The role of Independent Chair should be filled by an academic member of staff with substantial experience in supervising and examining research students in the United Kingdom. The Independent Chair is not provided with a copy of the thesis.

97. The role of the chair is to monitor good practice within the examination, and to ensure that:

· the examination is conducted according to the Regulations and the Code;

· the research student is treated fairly and appropriately;

· the process was appropriate and the outcome of the examination represents fairly the views of the examiners.

Following the viva voce, the chair will provide a report to the Faculty Director of the Graduate School.

98. Videoconference (or other suitable technologically-based communication) arrangements can be made for the conduct of the viva voce, provided all parties agree to these arrangements and all necessary safeguards are in place to facilitate the smooth running of the examination. The Faculty should seek specialist advice from iSolutions as to the best method of facilitating a viva voce via videoconference and should consult the guidance document Conducting a viva voce as a videoconference, available on the Quality Handbook.

99. In preparing for and conducting the viva voce, reasonable adjustments will be made, where necessary, to accommodate any additional needs of the research student. In particular, examiners should be informed of any measures or adjustments needed in conducting the examination. For example, it is important that the room in which the viva voce is to be held is appropriately arranged to ensure physical accessibility and clear communication.

• [INSTRUCTIONS FOR THE TASK]:
Translate this sentence from the viva voce guidance above into Spanish: "The Independent Chair is not provided with a copy of the thesis."

• [Collection entries]:
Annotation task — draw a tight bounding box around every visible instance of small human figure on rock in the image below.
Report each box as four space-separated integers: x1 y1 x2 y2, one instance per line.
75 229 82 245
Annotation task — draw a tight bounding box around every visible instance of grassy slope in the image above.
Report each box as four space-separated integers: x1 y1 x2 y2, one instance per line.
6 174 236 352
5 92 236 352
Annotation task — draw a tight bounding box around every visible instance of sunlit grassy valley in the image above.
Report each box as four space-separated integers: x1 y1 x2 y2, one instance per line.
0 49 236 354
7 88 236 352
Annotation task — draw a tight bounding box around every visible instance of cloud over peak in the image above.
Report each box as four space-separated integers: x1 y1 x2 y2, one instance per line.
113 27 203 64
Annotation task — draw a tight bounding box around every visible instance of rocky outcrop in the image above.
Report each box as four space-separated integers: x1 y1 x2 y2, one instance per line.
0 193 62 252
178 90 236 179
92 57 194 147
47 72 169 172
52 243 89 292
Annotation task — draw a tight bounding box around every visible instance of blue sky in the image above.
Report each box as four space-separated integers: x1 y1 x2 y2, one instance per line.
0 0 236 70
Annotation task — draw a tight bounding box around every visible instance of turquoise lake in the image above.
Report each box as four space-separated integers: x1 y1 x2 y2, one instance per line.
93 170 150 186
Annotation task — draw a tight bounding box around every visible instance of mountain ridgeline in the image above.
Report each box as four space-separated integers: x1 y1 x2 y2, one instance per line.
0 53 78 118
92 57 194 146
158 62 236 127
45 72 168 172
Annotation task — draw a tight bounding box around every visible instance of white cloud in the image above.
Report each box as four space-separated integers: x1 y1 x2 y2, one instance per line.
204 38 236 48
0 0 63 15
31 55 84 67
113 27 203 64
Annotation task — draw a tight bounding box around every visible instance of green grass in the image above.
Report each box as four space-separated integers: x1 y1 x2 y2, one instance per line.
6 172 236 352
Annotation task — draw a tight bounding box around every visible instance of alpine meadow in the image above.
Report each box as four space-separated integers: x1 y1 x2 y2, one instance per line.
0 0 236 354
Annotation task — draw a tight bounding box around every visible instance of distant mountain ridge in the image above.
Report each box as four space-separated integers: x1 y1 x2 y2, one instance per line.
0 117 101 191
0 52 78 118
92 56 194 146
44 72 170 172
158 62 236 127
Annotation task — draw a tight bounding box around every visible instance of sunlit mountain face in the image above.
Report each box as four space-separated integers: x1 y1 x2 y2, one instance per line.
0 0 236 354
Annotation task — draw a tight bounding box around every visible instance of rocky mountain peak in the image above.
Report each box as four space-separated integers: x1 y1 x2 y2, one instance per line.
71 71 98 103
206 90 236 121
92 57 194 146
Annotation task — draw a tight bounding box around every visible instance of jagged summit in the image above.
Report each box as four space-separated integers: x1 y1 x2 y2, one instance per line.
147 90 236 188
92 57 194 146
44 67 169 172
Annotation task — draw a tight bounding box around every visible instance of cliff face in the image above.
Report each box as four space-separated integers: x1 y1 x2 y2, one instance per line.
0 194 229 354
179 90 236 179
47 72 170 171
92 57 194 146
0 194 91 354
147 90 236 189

• [TASK RESULT]:
Al Presidente Independiente no se le proporciona una copia de la tesis.